===== Rows

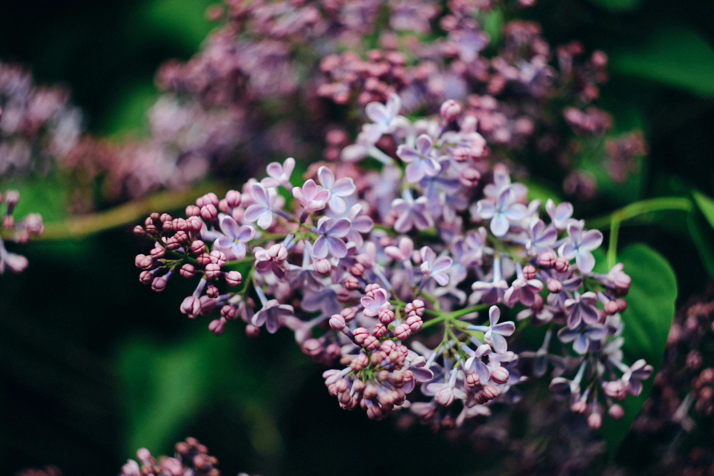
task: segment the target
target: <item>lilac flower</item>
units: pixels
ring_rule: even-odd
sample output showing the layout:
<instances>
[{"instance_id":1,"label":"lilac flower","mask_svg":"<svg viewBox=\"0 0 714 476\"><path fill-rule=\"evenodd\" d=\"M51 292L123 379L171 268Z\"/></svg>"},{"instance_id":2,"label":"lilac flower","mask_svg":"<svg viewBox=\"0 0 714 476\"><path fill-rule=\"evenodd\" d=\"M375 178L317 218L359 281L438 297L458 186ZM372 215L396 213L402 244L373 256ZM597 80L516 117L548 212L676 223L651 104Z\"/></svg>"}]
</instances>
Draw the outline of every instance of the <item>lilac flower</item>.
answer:
<instances>
[{"instance_id":1,"label":"lilac flower","mask_svg":"<svg viewBox=\"0 0 714 476\"><path fill-rule=\"evenodd\" d=\"M316 258L326 258L328 253L336 258L347 255L347 245L341 240L350 231L350 221L340 218L333 222L332 218L323 216L317 222L317 234L319 235L313 245Z\"/></svg>"},{"instance_id":2,"label":"lilac flower","mask_svg":"<svg viewBox=\"0 0 714 476\"><path fill-rule=\"evenodd\" d=\"M595 257L590 253L603 243L603 233L599 230L590 230L583 233L580 224L568 225L569 241L558 249L558 254L566 260L575 258L575 264L581 273L590 273L595 268Z\"/></svg>"},{"instance_id":3,"label":"lilac flower","mask_svg":"<svg viewBox=\"0 0 714 476\"><path fill-rule=\"evenodd\" d=\"M380 311L389 309L389 302L387 300L387 292L383 288L380 288L373 291L374 297L363 296L360 301L364 306L362 313L368 318L373 318L378 315Z\"/></svg>"},{"instance_id":4,"label":"lilac flower","mask_svg":"<svg viewBox=\"0 0 714 476\"><path fill-rule=\"evenodd\" d=\"M642 393L642 380L647 380L654 370L652 365L648 365L645 359L640 359L628 367L622 377L628 391L637 396Z\"/></svg>"},{"instance_id":5,"label":"lilac flower","mask_svg":"<svg viewBox=\"0 0 714 476\"><path fill-rule=\"evenodd\" d=\"M560 342L573 343L573 350L583 355L600 348L600 344L607 337L608 329L603 324L585 324L581 322L575 328L563 328L558 331Z\"/></svg>"},{"instance_id":6,"label":"lilac flower","mask_svg":"<svg viewBox=\"0 0 714 476\"><path fill-rule=\"evenodd\" d=\"M496 205L488 200L479 200L476 213L481 218L491 218L491 231L496 236L503 236L511 228L511 221L517 221L526 216L528 208L516 201L516 193L507 187L498 194Z\"/></svg>"},{"instance_id":7,"label":"lilac flower","mask_svg":"<svg viewBox=\"0 0 714 476\"><path fill-rule=\"evenodd\" d=\"M484 304L496 304L503 299L503 295L508 288L508 284L501 277L501 258L496 256L493 259L493 279L491 283L486 281L476 281L471 285L471 289L481 293L480 300Z\"/></svg>"},{"instance_id":8,"label":"lilac flower","mask_svg":"<svg viewBox=\"0 0 714 476\"><path fill-rule=\"evenodd\" d=\"M580 322L585 324L595 324L599 319L598 308L595 305L598 303L598 296L595 293L588 291L565 302L565 310L568 311L568 327L575 329L580 325Z\"/></svg>"},{"instance_id":9,"label":"lilac flower","mask_svg":"<svg viewBox=\"0 0 714 476\"><path fill-rule=\"evenodd\" d=\"M330 200L330 191L320 190L315 181L311 178L305 182L302 188L294 187L293 196L307 211L313 212L325 208L325 202Z\"/></svg>"},{"instance_id":10,"label":"lilac flower","mask_svg":"<svg viewBox=\"0 0 714 476\"><path fill-rule=\"evenodd\" d=\"M293 306L281 304L277 299L271 299L263 304L262 309L253 315L251 323L256 328L265 324L268 332L274 334L285 319L294 313Z\"/></svg>"},{"instance_id":11,"label":"lilac flower","mask_svg":"<svg viewBox=\"0 0 714 476\"><path fill-rule=\"evenodd\" d=\"M537 256L541 253L553 251L553 245L558 239L558 231L552 226L545 226L540 218L533 218L528 226L528 240L526 242L526 250L531 256Z\"/></svg>"},{"instance_id":12,"label":"lilac flower","mask_svg":"<svg viewBox=\"0 0 714 476\"><path fill-rule=\"evenodd\" d=\"M288 157L280 165L278 162L271 162L268 164L266 170L268 177L266 177L261 181L261 183L266 188L274 188L278 186L283 186L288 190L292 185L290 183L290 176L295 169L295 159Z\"/></svg>"},{"instance_id":13,"label":"lilac flower","mask_svg":"<svg viewBox=\"0 0 714 476\"><path fill-rule=\"evenodd\" d=\"M256 229L248 225L238 226L236 221L230 216L221 218L221 231L225 236L216 240L215 245L226 253L229 250L236 260L243 259L246 256L246 243L256 236ZM226 253L228 255L228 253Z\"/></svg>"},{"instance_id":14,"label":"lilac flower","mask_svg":"<svg viewBox=\"0 0 714 476\"><path fill-rule=\"evenodd\" d=\"M427 211L428 202L426 197L414 200L411 191L402 192L401 198L392 201L392 211L397 215L394 222L394 230L400 233L406 233L413 227L417 230L428 230L434 225L431 216Z\"/></svg>"},{"instance_id":15,"label":"lilac flower","mask_svg":"<svg viewBox=\"0 0 714 476\"><path fill-rule=\"evenodd\" d=\"M358 248L361 248L364 243L362 233L368 233L372 231L374 221L364 214L364 209L361 203L352 206L348 218L350 221L350 231L347 233L347 239L353 243Z\"/></svg>"},{"instance_id":16,"label":"lilac flower","mask_svg":"<svg viewBox=\"0 0 714 476\"><path fill-rule=\"evenodd\" d=\"M441 166L434 157L436 151L432 146L431 138L422 134L416 138L416 149L406 144L397 148L397 156L409 163L406 166L406 178L411 183L418 182L424 176L433 177L441 170Z\"/></svg>"},{"instance_id":17,"label":"lilac flower","mask_svg":"<svg viewBox=\"0 0 714 476\"><path fill-rule=\"evenodd\" d=\"M492 305L488 310L488 320L490 323L486 325L469 325L467 328L471 330L478 330L483 333L483 340L487 344L493 346L493 349L499 354L506 353L508 350L508 345L506 342L504 336L508 336L516 331L516 325L510 320L498 324L498 319L501 318L501 309L498 306Z\"/></svg>"},{"instance_id":18,"label":"lilac flower","mask_svg":"<svg viewBox=\"0 0 714 476\"><path fill-rule=\"evenodd\" d=\"M335 174L325 166L317 169L317 176L320 184L331 194L328 202L330 209L336 213L343 213L347 206L342 197L348 197L354 193L356 190L354 181L351 177L343 177L336 182Z\"/></svg>"},{"instance_id":19,"label":"lilac flower","mask_svg":"<svg viewBox=\"0 0 714 476\"><path fill-rule=\"evenodd\" d=\"M545 211L550 217L550 224L558 230L565 230L568 224L575 221L570 218L573 216L573 204L570 202L563 202L556 207L552 199L545 202Z\"/></svg>"},{"instance_id":20,"label":"lilac flower","mask_svg":"<svg viewBox=\"0 0 714 476\"><path fill-rule=\"evenodd\" d=\"M442 286L448 284L448 275L446 271L451 265L453 260L448 256L436 258L436 253L428 246L422 248L420 253L422 260L420 269L424 275L431 276Z\"/></svg>"},{"instance_id":21,"label":"lilac flower","mask_svg":"<svg viewBox=\"0 0 714 476\"><path fill-rule=\"evenodd\" d=\"M401 99L398 95L392 93L389 95L386 104L373 101L367 104L365 113L367 114L367 117L378 127L381 133L388 133L391 132L396 126L395 120L399 116L400 109L401 109ZM379 137L377 138L378 139Z\"/></svg>"},{"instance_id":22,"label":"lilac flower","mask_svg":"<svg viewBox=\"0 0 714 476\"><path fill-rule=\"evenodd\" d=\"M273 225L273 207L278 198L275 188L266 188L261 183L253 183L253 200L256 202L246 209L246 220L258 221L258 226L263 230Z\"/></svg>"},{"instance_id":23,"label":"lilac flower","mask_svg":"<svg viewBox=\"0 0 714 476\"><path fill-rule=\"evenodd\" d=\"M511 288L503 295L503 303L509 308L516 305L518 301L525 305L533 303L536 295L543 290L543 283L537 279L526 280L523 278L523 271L520 263L516 263L516 271L518 278L511 284Z\"/></svg>"}]
</instances>

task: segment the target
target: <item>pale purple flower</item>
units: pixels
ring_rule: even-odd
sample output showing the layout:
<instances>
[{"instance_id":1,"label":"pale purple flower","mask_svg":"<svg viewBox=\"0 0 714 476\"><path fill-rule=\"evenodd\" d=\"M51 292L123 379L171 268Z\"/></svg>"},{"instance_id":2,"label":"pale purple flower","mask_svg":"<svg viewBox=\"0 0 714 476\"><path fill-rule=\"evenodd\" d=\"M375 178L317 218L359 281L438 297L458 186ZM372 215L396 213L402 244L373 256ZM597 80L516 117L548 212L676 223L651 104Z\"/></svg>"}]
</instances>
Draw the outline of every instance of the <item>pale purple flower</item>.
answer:
<instances>
[{"instance_id":1,"label":"pale purple flower","mask_svg":"<svg viewBox=\"0 0 714 476\"><path fill-rule=\"evenodd\" d=\"M294 313L295 310L293 309L293 306L281 304L277 299L271 299L265 303L262 309L255 313L251 323L256 328L265 324L268 332L274 334L285 319Z\"/></svg>"},{"instance_id":2,"label":"pale purple flower","mask_svg":"<svg viewBox=\"0 0 714 476\"><path fill-rule=\"evenodd\" d=\"M654 370L652 365L648 365L645 359L640 359L625 371L622 377L630 394L637 396L642 393L642 380L647 380Z\"/></svg>"},{"instance_id":3,"label":"pale purple flower","mask_svg":"<svg viewBox=\"0 0 714 476\"><path fill-rule=\"evenodd\" d=\"M491 231L495 236L503 236L508 232L511 221L526 216L528 208L516 201L516 192L507 187L498 194L494 205L488 200L479 200L476 213L483 220L491 219Z\"/></svg>"},{"instance_id":4,"label":"pale purple flower","mask_svg":"<svg viewBox=\"0 0 714 476\"><path fill-rule=\"evenodd\" d=\"M603 324L594 323L585 324L581 322L574 329L563 328L558 331L558 338L560 342L573 343L573 350L581 355L600 348L600 344L607 337L608 329Z\"/></svg>"},{"instance_id":5,"label":"pale purple flower","mask_svg":"<svg viewBox=\"0 0 714 476\"><path fill-rule=\"evenodd\" d=\"M536 295L543 290L543 283L537 279L526 280L523 278L523 268L520 263L516 263L518 278L511 284L511 288L503 295L503 303L512 308L521 301L525 305L531 305L536 299Z\"/></svg>"},{"instance_id":6,"label":"pale purple flower","mask_svg":"<svg viewBox=\"0 0 714 476\"><path fill-rule=\"evenodd\" d=\"M311 178L303 184L301 188L294 187L293 196L307 211L313 212L325 208L325 202L330 200L330 191L324 188L321 190L315 181Z\"/></svg>"},{"instance_id":7,"label":"pale purple flower","mask_svg":"<svg viewBox=\"0 0 714 476\"><path fill-rule=\"evenodd\" d=\"M295 169L295 159L288 157L280 165L278 162L271 162L266 168L269 176L261 181L261 183L266 188L273 188L278 186L283 186L288 190L292 185L290 183L290 176Z\"/></svg>"},{"instance_id":8,"label":"pale purple flower","mask_svg":"<svg viewBox=\"0 0 714 476\"><path fill-rule=\"evenodd\" d=\"M481 301L484 304L496 304L503 300L508 284L501 277L501 258L497 256L493 259L493 280L491 283L476 281L471 285L471 289L481 293Z\"/></svg>"},{"instance_id":9,"label":"pale purple flower","mask_svg":"<svg viewBox=\"0 0 714 476\"><path fill-rule=\"evenodd\" d=\"M350 221L350 231L347 233L348 241L351 241L358 248L362 248L364 239L362 233L368 233L374 227L374 221L364 214L364 209L360 203L355 203L350 208L348 218Z\"/></svg>"},{"instance_id":10,"label":"pale purple flower","mask_svg":"<svg viewBox=\"0 0 714 476\"><path fill-rule=\"evenodd\" d=\"M362 313L368 318L373 318L379 314L381 310L389 309L389 302L387 300L387 292L380 288L373 291L373 298L363 296L360 301L364 306Z\"/></svg>"},{"instance_id":11,"label":"pale purple flower","mask_svg":"<svg viewBox=\"0 0 714 476\"><path fill-rule=\"evenodd\" d=\"M483 333L483 341L493 345L493 350L499 354L503 354L508 350L506 337L516 331L516 325L510 320L499 324L500 318L501 309L498 306L492 305L488 310L488 325L469 325L468 328Z\"/></svg>"},{"instance_id":12,"label":"pale purple flower","mask_svg":"<svg viewBox=\"0 0 714 476\"><path fill-rule=\"evenodd\" d=\"M410 183L416 183L424 176L433 177L441 171L441 166L434 157L435 151L432 146L431 138L422 134L416 138L416 148L406 144L401 144L397 148L397 156L409 163L406 171L407 181Z\"/></svg>"},{"instance_id":13,"label":"pale purple flower","mask_svg":"<svg viewBox=\"0 0 714 476\"><path fill-rule=\"evenodd\" d=\"M348 197L354 193L356 190L354 181L351 177L343 177L335 181L334 173L325 166L317 169L317 176L321 185L331 194L328 202L330 209L336 213L345 213L347 206L342 197Z\"/></svg>"},{"instance_id":14,"label":"pale purple flower","mask_svg":"<svg viewBox=\"0 0 714 476\"><path fill-rule=\"evenodd\" d=\"M568 224L573 221L573 204L570 202L563 202L556 207L555 202L548 198L545 202L545 211L550 217L550 224L558 230L565 230Z\"/></svg>"},{"instance_id":15,"label":"pale purple flower","mask_svg":"<svg viewBox=\"0 0 714 476\"><path fill-rule=\"evenodd\" d=\"M261 183L253 183L252 188L253 205L246 209L246 220L258 221L258 226L263 230L273 224L273 207L278 198L275 188L266 188Z\"/></svg>"},{"instance_id":16,"label":"pale purple flower","mask_svg":"<svg viewBox=\"0 0 714 476\"><path fill-rule=\"evenodd\" d=\"M599 316L598 308L595 307L598 303L598 296L591 291L577 295L574 299L568 299L565 302L565 310L568 311L568 327L575 329L581 322L585 324L595 324Z\"/></svg>"},{"instance_id":17,"label":"pale purple flower","mask_svg":"<svg viewBox=\"0 0 714 476\"><path fill-rule=\"evenodd\" d=\"M400 233L406 233L413 227L417 230L428 230L434 225L431 215L427 210L428 202L426 197L414 200L411 191L405 190L401 198L392 201L392 211L397 215L394 222L394 230Z\"/></svg>"},{"instance_id":18,"label":"pale purple flower","mask_svg":"<svg viewBox=\"0 0 714 476\"><path fill-rule=\"evenodd\" d=\"M442 286L448 284L448 275L446 271L451 265L451 258L448 256L436 258L436 253L428 246L422 248L420 253L422 260L420 267L421 272L426 276L433 278L434 280Z\"/></svg>"},{"instance_id":19,"label":"pale purple flower","mask_svg":"<svg viewBox=\"0 0 714 476\"><path fill-rule=\"evenodd\" d=\"M221 251L230 251L236 260L243 259L246 256L246 243L256 236L256 229L249 225L238 226L236 221L228 216L221 218L221 231L224 236L216 240L214 246ZM226 253L228 255L228 253Z\"/></svg>"},{"instance_id":20,"label":"pale purple flower","mask_svg":"<svg viewBox=\"0 0 714 476\"><path fill-rule=\"evenodd\" d=\"M596 250L603 243L603 233L599 230L584 231L580 224L568 225L568 241L558 249L558 254L566 260L575 258L575 264L581 273L590 273L595 267L595 257L590 251Z\"/></svg>"},{"instance_id":21,"label":"pale purple flower","mask_svg":"<svg viewBox=\"0 0 714 476\"><path fill-rule=\"evenodd\" d=\"M528 240L526 242L526 250L531 256L537 256L541 253L553 251L553 245L558 239L558 231L553 226L545 226L540 218L533 218L528 226Z\"/></svg>"},{"instance_id":22,"label":"pale purple flower","mask_svg":"<svg viewBox=\"0 0 714 476\"><path fill-rule=\"evenodd\" d=\"M342 238L350 231L350 221L340 218L333 221L332 218L323 216L317 222L317 234L319 235L313 245L315 258L326 258L328 253L336 258L347 255L347 245Z\"/></svg>"}]
</instances>

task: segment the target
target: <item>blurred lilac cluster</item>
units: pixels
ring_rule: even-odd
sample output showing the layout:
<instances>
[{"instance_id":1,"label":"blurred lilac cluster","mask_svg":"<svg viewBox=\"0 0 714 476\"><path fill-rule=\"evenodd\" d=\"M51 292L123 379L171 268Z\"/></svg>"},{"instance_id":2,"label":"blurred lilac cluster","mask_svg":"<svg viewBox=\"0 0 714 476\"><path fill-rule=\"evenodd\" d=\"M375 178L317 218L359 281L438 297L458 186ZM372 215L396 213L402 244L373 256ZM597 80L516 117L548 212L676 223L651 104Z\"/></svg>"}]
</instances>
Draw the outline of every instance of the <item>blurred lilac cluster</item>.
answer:
<instances>
[{"instance_id":1,"label":"blurred lilac cluster","mask_svg":"<svg viewBox=\"0 0 714 476\"><path fill-rule=\"evenodd\" d=\"M452 427L489 415L519 399L519 358L535 360L537 377L554 366L550 389L590 427L605 409L621 418L617 401L639 395L653 368L623 361L630 278L621 264L593 273L602 233L572 218L569 203L548 200L546 223L461 103L413 121L396 93L365 109L373 122L342 161L309 169L301 186L289 158L241 192L200 197L186 218L147 217L134 231L153 243L136 257L140 281L161 292L177 275L199 278L181 311L219 311L208 325L216 335L238 318L251 337L290 329L316 362L339 359L323 374L328 391L373 419L408 408ZM385 138L391 153L375 145ZM380 171L361 168L368 157ZM516 326L502 312L548 327L537 351L509 349ZM552 353L553 337L578 357Z\"/></svg>"}]
</instances>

==========

What is being asked:
Collect every line in the listing above that contains the string "cluster", copying each one in full. Case counts.

The result:
target: <item>blurred lilac cluster</item>
[{"instance_id":1,"label":"blurred lilac cluster","mask_svg":"<svg viewBox=\"0 0 714 476\"><path fill-rule=\"evenodd\" d=\"M51 292L123 379L171 268Z\"/></svg>"},{"instance_id":2,"label":"blurred lilac cluster","mask_svg":"<svg viewBox=\"0 0 714 476\"><path fill-rule=\"evenodd\" d=\"M375 178L317 218L359 281L438 297L458 186ZM372 215L396 213L402 244L373 256ZM597 80L516 117L548 212L676 223L651 104Z\"/></svg>"}]
Draw the outline of every instance of the <item>blurred lilac cluster</item>.
[{"instance_id":1,"label":"blurred lilac cluster","mask_svg":"<svg viewBox=\"0 0 714 476\"><path fill-rule=\"evenodd\" d=\"M452 427L489 415L519 399L519 358L535 360L537 377L554 366L550 389L590 427L605 409L621 418L617 401L639 395L653 368L623 361L630 278L621 264L593 273L602 233L572 218L569 203L548 200L546 223L461 103L413 121L396 93L365 109L373 122L342 161L309 169L301 186L289 158L241 192L200 197L186 218L147 217L134 231L153 243L136 257L140 281L161 292L177 275L199 278L181 311L219 311L208 325L216 335L238 318L251 337L290 329L316 362L339 359L323 374L328 391L373 419L408 408ZM385 138L391 153L375 145ZM380 171L361 168L368 157ZM516 326L502 312L548 327L537 351L509 349ZM552 353L553 337L578 357Z\"/></svg>"}]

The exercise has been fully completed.